- Set problem
Copy out the lines word for word, starting with the line containing "Box the pink striped shirt." and going on through the line containing "[[492, 0, 915, 250], [0, 0, 142, 252]]".

- Records shown
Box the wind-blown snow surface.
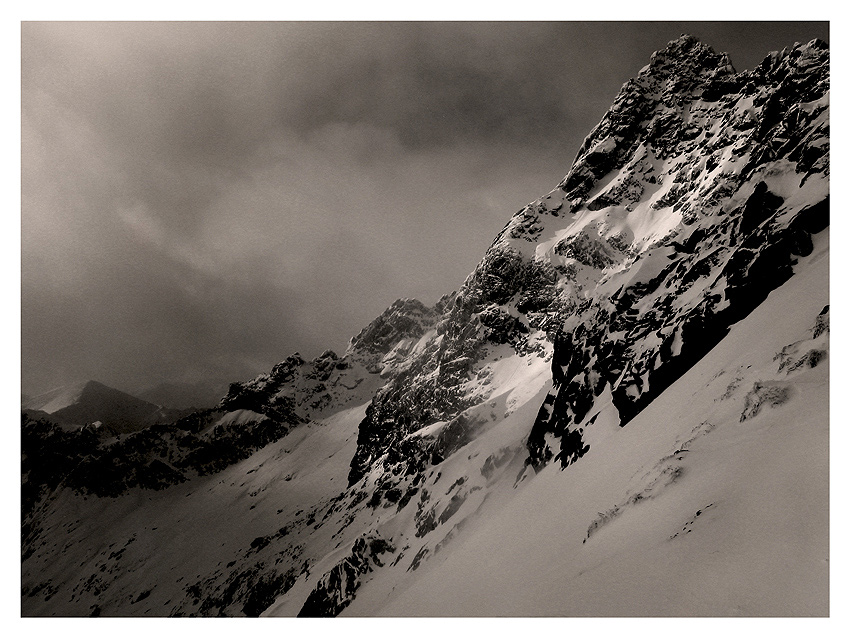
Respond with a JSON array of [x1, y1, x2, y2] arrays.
[[22, 36, 829, 616], [346, 232, 829, 616]]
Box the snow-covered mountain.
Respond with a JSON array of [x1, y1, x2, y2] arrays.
[[22, 36, 829, 616]]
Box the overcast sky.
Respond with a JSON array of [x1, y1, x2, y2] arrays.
[[21, 22, 829, 394]]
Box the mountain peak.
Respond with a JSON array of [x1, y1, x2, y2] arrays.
[[640, 34, 735, 79]]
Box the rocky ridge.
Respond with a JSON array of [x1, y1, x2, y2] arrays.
[[24, 36, 829, 615]]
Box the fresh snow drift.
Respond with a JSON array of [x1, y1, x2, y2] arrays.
[[22, 36, 829, 616]]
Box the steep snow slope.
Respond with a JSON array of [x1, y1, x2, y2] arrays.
[[342, 233, 829, 616], [23, 36, 829, 616]]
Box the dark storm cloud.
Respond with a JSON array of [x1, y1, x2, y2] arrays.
[[22, 23, 827, 398]]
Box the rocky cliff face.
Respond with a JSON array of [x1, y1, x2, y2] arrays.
[[24, 36, 829, 616]]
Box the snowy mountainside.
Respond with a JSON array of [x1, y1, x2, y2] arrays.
[[22, 36, 829, 616]]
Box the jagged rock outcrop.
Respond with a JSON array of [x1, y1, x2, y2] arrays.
[[23, 36, 829, 616]]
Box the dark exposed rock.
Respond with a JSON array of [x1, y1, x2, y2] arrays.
[[298, 534, 395, 617]]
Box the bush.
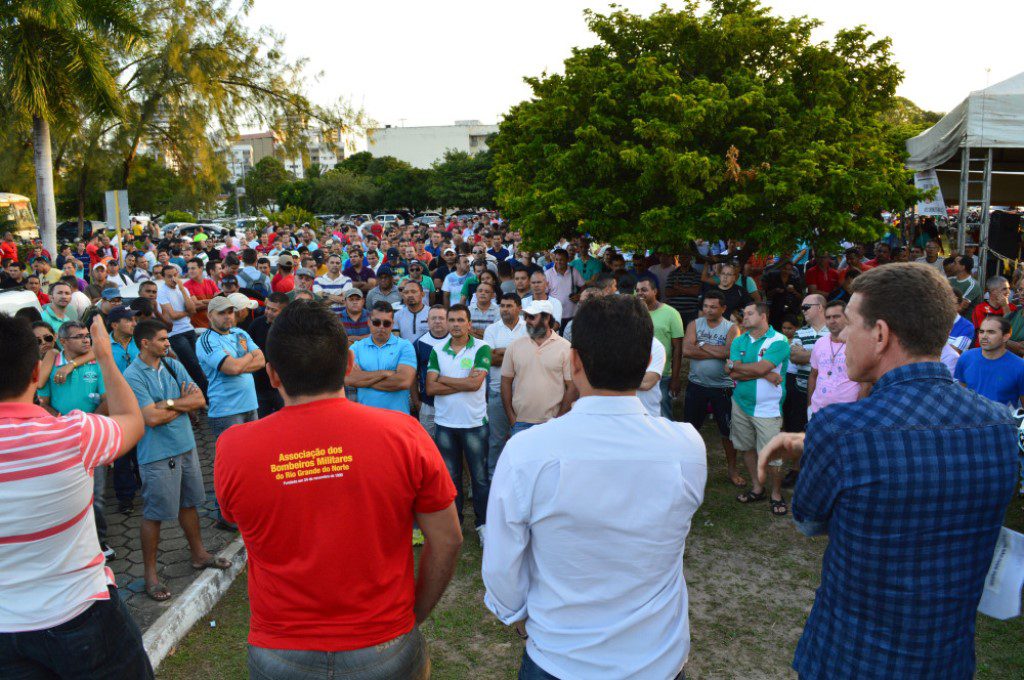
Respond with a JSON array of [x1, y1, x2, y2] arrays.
[[161, 210, 196, 224]]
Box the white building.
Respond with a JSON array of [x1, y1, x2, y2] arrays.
[[367, 121, 498, 168]]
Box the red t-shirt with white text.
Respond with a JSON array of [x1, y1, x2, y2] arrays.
[[214, 398, 455, 651]]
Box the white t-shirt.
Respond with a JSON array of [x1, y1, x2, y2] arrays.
[[157, 284, 196, 337], [637, 338, 666, 418]]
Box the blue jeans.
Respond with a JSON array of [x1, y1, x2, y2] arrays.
[[209, 411, 259, 528], [434, 424, 490, 526], [487, 392, 509, 479], [518, 649, 686, 680], [249, 627, 430, 680], [0, 587, 153, 680], [168, 331, 209, 394]]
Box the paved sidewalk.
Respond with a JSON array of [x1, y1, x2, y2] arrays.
[[99, 415, 238, 632]]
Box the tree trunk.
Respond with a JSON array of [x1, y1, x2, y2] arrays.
[[32, 116, 57, 253]]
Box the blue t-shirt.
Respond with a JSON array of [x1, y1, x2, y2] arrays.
[[125, 357, 196, 465], [196, 328, 259, 418], [352, 335, 416, 414], [953, 347, 1024, 409]]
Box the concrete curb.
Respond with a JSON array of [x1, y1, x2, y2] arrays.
[[142, 536, 247, 669]]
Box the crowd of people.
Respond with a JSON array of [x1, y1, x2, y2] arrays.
[[0, 213, 1024, 679]]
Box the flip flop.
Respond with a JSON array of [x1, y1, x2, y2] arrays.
[[145, 581, 171, 602], [193, 555, 231, 569]]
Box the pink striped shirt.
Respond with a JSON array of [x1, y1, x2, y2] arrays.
[[0, 402, 121, 633]]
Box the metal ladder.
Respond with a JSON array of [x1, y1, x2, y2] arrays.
[[956, 146, 992, 278]]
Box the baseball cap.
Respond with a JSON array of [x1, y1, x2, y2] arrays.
[[522, 300, 555, 316], [227, 293, 259, 309], [106, 304, 138, 324]]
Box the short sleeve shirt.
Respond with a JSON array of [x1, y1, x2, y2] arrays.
[[196, 328, 259, 418], [427, 336, 491, 429]]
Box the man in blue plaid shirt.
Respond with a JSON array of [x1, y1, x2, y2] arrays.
[[759, 264, 1018, 680]]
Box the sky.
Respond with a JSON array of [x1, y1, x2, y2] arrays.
[[248, 0, 1024, 126]]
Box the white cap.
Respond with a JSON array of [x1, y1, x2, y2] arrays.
[[522, 300, 555, 316], [227, 293, 259, 309]]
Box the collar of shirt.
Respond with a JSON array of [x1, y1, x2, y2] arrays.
[[871, 362, 953, 394]]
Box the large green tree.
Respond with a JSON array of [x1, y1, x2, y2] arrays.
[[492, 0, 915, 250], [0, 0, 142, 252]]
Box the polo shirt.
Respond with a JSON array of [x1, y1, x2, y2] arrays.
[[125, 356, 196, 465], [483, 316, 526, 399], [196, 328, 259, 418], [111, 333, 138, 374], [502, 333, 572, 424], [341, 307, 370, 342], [427, 336, 490, 429], [39, 352, 106, 415], [351, 335, 416, 413], [0, 403, 123, 633], [729, 327, 790, 418]]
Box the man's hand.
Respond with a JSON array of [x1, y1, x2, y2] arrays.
[[758, 432, 804, 484]]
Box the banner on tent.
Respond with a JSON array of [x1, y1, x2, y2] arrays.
[[913, 170, 946, 217]]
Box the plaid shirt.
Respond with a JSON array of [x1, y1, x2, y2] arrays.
[[793, 363, 1018, 680]]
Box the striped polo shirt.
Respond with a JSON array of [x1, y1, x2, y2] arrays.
[[0, 402, 121, 633]]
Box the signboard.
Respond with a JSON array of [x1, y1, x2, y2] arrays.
[[913, 170, 946, 217], [103, 188, 131, 264]]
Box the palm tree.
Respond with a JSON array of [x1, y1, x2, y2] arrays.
[[0, 0, 142, 253]]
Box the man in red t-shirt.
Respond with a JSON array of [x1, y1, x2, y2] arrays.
[[804, 253, 839, 297], [214, 300, 462, 678], [182, 258, 220, 328]]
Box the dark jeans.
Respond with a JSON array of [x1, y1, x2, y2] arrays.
[[519, 649, 686, 680], [434, 425, 490, 526], [782, 373, 807, 432], [170, 331, 208, 394], [0, 587, 153, 680], [114, 448, 142, 502], [256, 389, 285, 418], [249, 628, 430, 680]]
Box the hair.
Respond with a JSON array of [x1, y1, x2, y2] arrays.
[[0, 313, 39, 400], [265, 300, 348, 397], [979, 314, 1014, 335], [57, 322, 87, 340], [132, 315, 167, 347], [853, 262, 956, 356], [498, 293, 522, 307], [447, 304, 472, 320], [572, 295, 654, 392]]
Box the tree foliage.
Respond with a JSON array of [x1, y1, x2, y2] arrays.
[[492, 0, 916, 249]]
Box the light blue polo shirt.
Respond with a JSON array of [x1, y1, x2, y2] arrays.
[[39, 352, 106, 415], [196, 328, 260, 418], [352, 335, 416, 414], [123, 356, 196, 465]]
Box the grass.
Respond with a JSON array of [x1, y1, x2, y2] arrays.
[[158, 424, 1024, 680]]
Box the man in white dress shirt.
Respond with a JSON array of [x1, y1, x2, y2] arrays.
[[482, 296, 708, 680]]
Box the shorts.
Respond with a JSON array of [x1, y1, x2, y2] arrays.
[[138, 449, 206, 522], [730, 401, 782, 467]]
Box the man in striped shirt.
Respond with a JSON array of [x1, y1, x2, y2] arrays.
[[0, 314, 153, 680]]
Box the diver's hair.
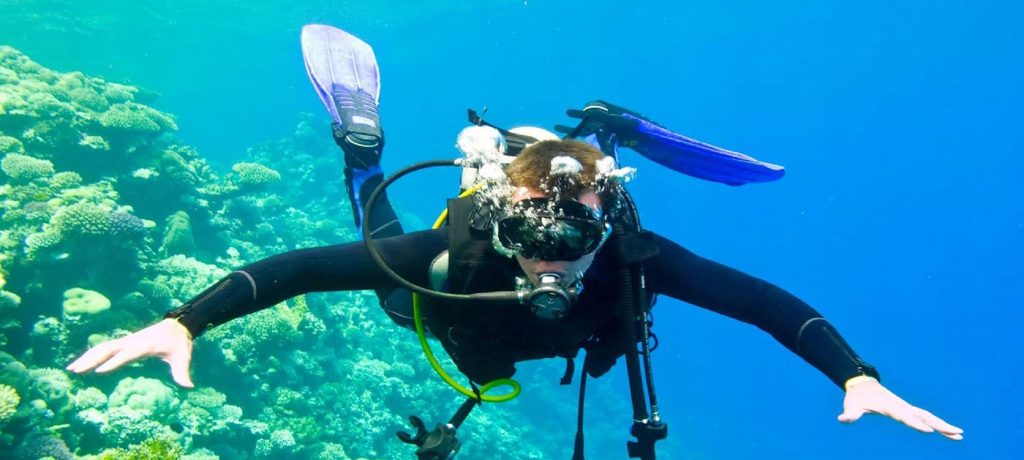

- Task output
Box the pink striped shirt.
Respond with a JSON array of [x1, y1, x2, y2] arrays.
[[0, 402, 121, 633]]
Box the metal ladder.
Respond with a JSON array of [x1, y1, x2, y2] arrays.
[[956, 146, 992, 278]]
Box the baseball cap.
Respond with a JSON array of [x1, y1, x2, y2] arrays.
[[522, 300, 555, 316], [227, 293, 259, 309], [106, 304, 138, 324]]
Box the short sleeve shirt.
Respond with a JSON array of [x1, y1, x2, y2] arrays.
[[196, 328, 259, 418], [427, 336, 491, 429]]
Box the man in blue plaid shirt.
Respond with a JSON array of [x1, y1, x2, y2] arrays.
[[759, 264, 1018, 680]]
Box the sky.
Respond with a JSON array of [x1, y1, x2, y2] arrays.
[[248, 0, 1024, 126]]
Box the white cap.
Respond with a JSON array of [x1, y1, x2, y2] arrays.
[[522, 300, 555, 316], [227, 293, 259, 309]]
Box the collar of shirt.
Respond with a JSON array of [x1, y1, x2, y2] arrays.
[[871, 362, 953, 394]]
Box the large green tree.
Respond with a JSON array of [x1, y1, x2, y2] arrays.
[[492, 0, 915, 250], [0, 0, 142, 252]]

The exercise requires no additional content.